*Extracted text*:
7.The parties married in 1999, separated on 26 January 2012 and divorced on 22 August 2013.  They have two children.  D was born in 1997 and is in year 12 at E School, and F was born in 1999 and is in year 10 at G School.  The parties acquired significant assets during the course of the relationship, with the husband being the primary breadwinner.  Since 2011, the husband has traded in shares, successfully at times.  Since 2007, he has been engaged solely in share trading, and, it seems, has not been entirely successful.  His present income is approximately $20,000 a year from two directorships.

8.The wife, who acted primarily as a homemaker and carer to the family, is presently studying for a PhD.  She receives a scholarship also in the sum of approximately $20,000 per annum.  Shortly prior to separation, she received an inheritance of approximately $610,000, and the balance of her income is comprised of interest earned on that sum.  The parties have assets of in excess of $8 million.  The Suburb C property seems to have a value of $3.2 million, and the Suburb A property a value of $1.7 million.  The husband is owed some significant amounts by an entity known as H Pty Ltd.

9.There are various sums, ranging up to $100,000 in various bank accounts, in addition to the wife’s inheritance bank account, which presently stands in the sum of approximately $642,000.  In addition, the parties have superannuation benefits of approximately $2 million, including $1.67 million in a self-managed retirement fund known as the Patron Family Retirement Fund, of which the husband and wife are the only members.  In addition to those matters, at some time in 2013, but after the proceedings commenced, the husband withdrew $150 000 from the HSBC loan account and used the proceeds for his purposes.

10.The wife also alleges that the husband has sold several hundred thousand dollars of shares held by her without her knowledge or consent and retained the proceeds.  The husband asserts that the wife consented to this course.  Obviously, that is a matter for a final hearing and is not something that can be determined today.  As can be seen, the parties have substantial assets.  The proposed payment to the husband permitting the drawdown on the HSBC mortgage to an amount of approximately $260,000 is a small fraction of the total assets.  In the event that it is found at a final hearing that this payment should not have been made, there are more than sufficient assets available to adjust the property division to take that payment into account.

11.In considering an interim or partial property settlement, a court is nonetheless required to have regard to the matters contained in s 79 the Act. Given the acquisition of the assets in joint names throughout the relationship and the termination of the relationship, it is clearly just and equitable, and will be just and equitable in due course, for there to be an order adjusting the parties’ property interests within the meaning of s 79(2) of the Act. The parties have clearly made financial and non-financial contributions to the property of the parties and to the welfare of the family.

*Objective 1*:
In the rows, rewrite the lines from the line with "Can you spot the red" up to and including the line with "x=593, y=537", switching "long-sleeve" to "short-sleeve" and leaving everything else unchanged.
*Objective 2*:
Resume the court ruling on the divorced couple's property after its final sentence.

*Point annotation dataset rows*:
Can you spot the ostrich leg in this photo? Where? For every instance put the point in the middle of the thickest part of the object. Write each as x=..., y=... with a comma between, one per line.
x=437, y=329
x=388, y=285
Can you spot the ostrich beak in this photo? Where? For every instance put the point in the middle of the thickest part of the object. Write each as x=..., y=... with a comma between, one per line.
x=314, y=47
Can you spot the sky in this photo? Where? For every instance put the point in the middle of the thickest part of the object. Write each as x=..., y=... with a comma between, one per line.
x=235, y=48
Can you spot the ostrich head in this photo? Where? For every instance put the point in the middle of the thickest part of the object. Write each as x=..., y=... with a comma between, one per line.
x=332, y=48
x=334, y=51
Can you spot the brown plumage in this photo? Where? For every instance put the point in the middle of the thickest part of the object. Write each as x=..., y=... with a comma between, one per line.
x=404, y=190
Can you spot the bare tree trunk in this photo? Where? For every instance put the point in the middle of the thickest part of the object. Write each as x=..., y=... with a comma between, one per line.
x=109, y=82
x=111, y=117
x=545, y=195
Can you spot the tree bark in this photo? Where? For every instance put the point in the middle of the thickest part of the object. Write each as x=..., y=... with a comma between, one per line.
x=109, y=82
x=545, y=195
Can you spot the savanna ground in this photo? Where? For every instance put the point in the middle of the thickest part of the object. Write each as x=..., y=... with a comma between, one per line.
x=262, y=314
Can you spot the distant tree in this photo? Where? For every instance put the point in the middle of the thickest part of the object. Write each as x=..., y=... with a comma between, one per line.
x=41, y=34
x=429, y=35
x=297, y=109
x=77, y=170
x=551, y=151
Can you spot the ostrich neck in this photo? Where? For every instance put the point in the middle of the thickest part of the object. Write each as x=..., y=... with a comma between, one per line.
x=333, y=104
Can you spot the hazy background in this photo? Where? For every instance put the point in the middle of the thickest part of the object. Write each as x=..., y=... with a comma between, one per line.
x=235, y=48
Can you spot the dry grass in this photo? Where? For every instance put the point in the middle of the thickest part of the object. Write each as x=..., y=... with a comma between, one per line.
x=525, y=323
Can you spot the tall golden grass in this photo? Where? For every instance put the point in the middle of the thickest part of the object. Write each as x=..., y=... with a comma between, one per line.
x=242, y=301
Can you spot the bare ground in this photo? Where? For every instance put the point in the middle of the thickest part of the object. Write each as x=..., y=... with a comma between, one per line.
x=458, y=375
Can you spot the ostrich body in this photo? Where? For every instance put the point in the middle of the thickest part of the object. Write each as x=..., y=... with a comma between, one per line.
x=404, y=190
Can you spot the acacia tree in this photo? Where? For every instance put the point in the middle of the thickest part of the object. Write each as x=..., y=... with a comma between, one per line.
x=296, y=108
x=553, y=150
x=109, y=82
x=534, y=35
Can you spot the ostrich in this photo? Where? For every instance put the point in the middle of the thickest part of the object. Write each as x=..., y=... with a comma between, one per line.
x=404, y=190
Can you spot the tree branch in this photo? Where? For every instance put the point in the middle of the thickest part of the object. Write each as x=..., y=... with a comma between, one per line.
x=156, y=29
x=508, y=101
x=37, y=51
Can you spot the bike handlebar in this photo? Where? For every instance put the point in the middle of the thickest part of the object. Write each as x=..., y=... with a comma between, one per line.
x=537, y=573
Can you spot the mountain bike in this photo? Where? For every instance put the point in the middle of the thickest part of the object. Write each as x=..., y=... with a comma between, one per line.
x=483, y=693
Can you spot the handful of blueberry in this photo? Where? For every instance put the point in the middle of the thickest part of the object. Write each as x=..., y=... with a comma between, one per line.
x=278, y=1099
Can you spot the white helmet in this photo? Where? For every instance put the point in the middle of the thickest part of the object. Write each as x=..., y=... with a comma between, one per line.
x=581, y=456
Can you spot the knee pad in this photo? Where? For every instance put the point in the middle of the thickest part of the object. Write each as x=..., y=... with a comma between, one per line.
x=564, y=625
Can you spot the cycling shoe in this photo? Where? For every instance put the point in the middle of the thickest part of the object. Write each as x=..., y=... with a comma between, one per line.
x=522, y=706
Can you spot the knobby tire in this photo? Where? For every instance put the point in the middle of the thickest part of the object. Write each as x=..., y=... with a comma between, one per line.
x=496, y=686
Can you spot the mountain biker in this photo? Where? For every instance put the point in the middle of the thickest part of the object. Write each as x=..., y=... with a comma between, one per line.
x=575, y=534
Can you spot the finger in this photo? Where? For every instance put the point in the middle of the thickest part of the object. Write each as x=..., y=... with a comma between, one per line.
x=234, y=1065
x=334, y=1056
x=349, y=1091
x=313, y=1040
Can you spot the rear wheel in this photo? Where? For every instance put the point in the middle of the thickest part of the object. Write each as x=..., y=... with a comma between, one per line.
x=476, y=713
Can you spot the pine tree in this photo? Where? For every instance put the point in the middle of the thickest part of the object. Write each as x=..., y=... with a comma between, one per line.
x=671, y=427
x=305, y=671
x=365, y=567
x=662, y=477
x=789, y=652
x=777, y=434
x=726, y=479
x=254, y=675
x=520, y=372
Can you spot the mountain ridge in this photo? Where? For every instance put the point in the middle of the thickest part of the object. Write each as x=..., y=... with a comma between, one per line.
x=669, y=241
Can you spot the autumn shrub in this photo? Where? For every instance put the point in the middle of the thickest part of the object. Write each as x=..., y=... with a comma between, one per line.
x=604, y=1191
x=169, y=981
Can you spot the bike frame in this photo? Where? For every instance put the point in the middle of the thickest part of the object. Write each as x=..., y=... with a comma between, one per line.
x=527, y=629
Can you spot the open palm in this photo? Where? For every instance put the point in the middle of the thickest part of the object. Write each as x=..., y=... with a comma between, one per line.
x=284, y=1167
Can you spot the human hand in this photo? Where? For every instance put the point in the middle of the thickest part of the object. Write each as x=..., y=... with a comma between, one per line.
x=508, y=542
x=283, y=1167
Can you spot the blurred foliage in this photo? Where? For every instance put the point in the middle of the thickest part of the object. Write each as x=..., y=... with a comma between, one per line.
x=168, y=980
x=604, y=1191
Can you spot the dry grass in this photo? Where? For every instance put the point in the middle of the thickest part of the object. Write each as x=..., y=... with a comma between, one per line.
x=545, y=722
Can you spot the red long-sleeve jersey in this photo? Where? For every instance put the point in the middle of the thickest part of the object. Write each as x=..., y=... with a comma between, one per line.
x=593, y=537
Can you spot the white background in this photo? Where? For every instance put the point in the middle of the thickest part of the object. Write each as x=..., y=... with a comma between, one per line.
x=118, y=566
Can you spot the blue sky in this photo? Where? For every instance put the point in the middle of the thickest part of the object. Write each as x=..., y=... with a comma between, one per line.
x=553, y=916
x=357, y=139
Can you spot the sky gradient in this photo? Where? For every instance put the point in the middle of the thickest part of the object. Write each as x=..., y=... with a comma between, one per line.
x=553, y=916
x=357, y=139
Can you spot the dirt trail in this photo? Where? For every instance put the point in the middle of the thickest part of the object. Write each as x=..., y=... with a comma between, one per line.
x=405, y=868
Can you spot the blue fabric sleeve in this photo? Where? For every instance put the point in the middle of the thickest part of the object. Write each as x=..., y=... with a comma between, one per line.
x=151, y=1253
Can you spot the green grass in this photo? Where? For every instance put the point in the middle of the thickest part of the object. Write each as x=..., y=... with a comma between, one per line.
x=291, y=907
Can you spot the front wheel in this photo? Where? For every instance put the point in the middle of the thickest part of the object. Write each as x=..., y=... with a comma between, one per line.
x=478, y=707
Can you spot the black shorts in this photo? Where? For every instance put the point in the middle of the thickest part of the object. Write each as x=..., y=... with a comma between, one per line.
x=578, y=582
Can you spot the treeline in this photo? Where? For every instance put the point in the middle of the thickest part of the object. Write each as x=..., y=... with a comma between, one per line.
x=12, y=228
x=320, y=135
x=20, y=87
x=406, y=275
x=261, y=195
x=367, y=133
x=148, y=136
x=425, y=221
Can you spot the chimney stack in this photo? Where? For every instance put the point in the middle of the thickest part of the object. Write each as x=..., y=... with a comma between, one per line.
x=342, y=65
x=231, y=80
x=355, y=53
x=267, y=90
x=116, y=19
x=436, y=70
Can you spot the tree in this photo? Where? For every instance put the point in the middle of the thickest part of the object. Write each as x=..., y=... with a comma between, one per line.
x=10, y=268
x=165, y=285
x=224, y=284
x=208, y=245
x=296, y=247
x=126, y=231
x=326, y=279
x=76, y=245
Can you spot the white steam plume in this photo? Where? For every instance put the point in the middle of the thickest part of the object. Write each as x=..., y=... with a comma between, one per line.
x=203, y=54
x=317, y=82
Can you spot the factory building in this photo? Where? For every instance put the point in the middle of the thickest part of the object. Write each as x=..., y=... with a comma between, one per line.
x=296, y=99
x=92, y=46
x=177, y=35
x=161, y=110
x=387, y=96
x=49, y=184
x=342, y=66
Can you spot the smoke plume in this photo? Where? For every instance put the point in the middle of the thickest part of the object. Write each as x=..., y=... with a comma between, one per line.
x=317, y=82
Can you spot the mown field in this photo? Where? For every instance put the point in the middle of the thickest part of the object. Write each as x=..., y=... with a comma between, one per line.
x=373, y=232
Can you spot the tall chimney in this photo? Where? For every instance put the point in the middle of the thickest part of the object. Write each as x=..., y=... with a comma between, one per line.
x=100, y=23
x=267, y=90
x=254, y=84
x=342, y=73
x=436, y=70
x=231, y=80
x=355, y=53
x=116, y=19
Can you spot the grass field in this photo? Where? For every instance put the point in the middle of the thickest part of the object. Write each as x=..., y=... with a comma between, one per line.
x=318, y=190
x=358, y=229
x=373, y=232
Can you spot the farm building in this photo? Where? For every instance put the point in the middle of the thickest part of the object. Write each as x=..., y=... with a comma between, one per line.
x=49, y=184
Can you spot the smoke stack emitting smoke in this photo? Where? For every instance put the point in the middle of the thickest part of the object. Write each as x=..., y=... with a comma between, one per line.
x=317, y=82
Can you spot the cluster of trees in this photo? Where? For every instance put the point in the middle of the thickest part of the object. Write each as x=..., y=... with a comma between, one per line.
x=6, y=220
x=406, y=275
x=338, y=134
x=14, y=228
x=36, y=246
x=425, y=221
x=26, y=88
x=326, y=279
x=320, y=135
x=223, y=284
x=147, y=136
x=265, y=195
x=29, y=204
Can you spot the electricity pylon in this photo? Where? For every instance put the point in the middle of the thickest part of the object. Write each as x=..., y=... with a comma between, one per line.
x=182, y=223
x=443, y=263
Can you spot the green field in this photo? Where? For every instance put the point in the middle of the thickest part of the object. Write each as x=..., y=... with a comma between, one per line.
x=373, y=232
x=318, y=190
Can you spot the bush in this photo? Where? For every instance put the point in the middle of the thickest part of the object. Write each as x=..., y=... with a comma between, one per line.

*Written response 1*:
Can you spot the red short-sleeve jersey in this photo? Where? For every instance put the point in the middle of the thickest part of the object. Write each as x=..., y=... with a comma between, one per line.
x=593, y=537

*Written response 2*:
12.The order will not have any effect upon either the earning capacity of either party to the marriage. The relevant s 75(2) factors are that – although the parties have between them significant property assets, only the wife presently holds a significant amount of liquid assets. Each of them is currently earning a small amount per year. Although there was a dispute as to the amount of time that the children spend with the husband, particularly given his evidence that he spends, or is proposing to spend, four months a year overseas, there is no doubt that each of the parties has the care and control of the children for a substantial time and that commitments flow from those; in particular, school fees.

13.The husband presently has available limited cash resources, as opposed to the wife, who, as I have said, has available to her approximately $640 000, representing the inheritance, albeit an inheritance received shortly prior to separation.  The husband has indicated that his expenses over the next 12 months will be of the order of $260,000. These include rent of $48,000.  The husband rents premises from his mother at North Sydney, so that he can be near the children’s school, as opposed to living at Suburb A. 

14.The husband also seeks travel expenses of some $29,000, and interest of $16,800, no doubt to cover the increased borrowing;  although, there was some suggestion by the wife that these expenses could be ameliorated for example, by the husband not renting the Suburb A property or by not travelling overseas.  Ultimately, this is not an application for spousal maintenance, and, if parties are otherwise entitled to a partial property settlement or interim costs order, their funds are available for them to do as they see fit.  There are two major assets held by the parties, the Suburb C property, which the wife wishes to retain after a final hearing, and the Suburb A property, that the husband wishes to retain on a final property settlement. 

15.The proposed order will obviate the need for either of these properties to be sold. I am satisfied that the proposed order is just and equitable and otherwise appropriate within the meaning of s 79. It was submitted by the husband that, as the proposed budget includes $90,000 for legal expenses, $30,000 school fees, and $13,000 for entertainment, which included the children’s entertainment, the order should not be made under section 79, but should be made under other provisions of the Act. I interpolate here that it appears that the school fees have been paid for this year, but I accept the husband’s submission that the budget can be read as including next year’s educational expenses for the children.

16.As to the $90,000, it is possible that I could consider making an interim costs order, and that is done pursuant to s 117, which would then necessarily involve the application of the terms of that section. I have determined that that sum is an appropriate part of a partial property settlement. No detail was provided as to how the estimate of $90,000 was arrived at. I do not know whether it is reasonable or not. In that circumstance, it would be difficult to be satisfied that the interim costs order is reasonably necessary. It is, of course, ultimately up to the husband as to the amount he wishes to spend on legal fees.

17.I consider that the preferable course is to provide him with the sum he seeks, and he can then determine the appropriate amount he wishes to spend on lawyers. The consequence of this approach is that each of the parties will be spending what will ultimately be their own money on legal costs, and that is the more equitable course. As to the school fees and entertainment, given the doubt as to the availability of s 114, and given that s 80(1)(h) is not, of itself, a separate source of power, I think the preferable course is to proceed as I have indicated.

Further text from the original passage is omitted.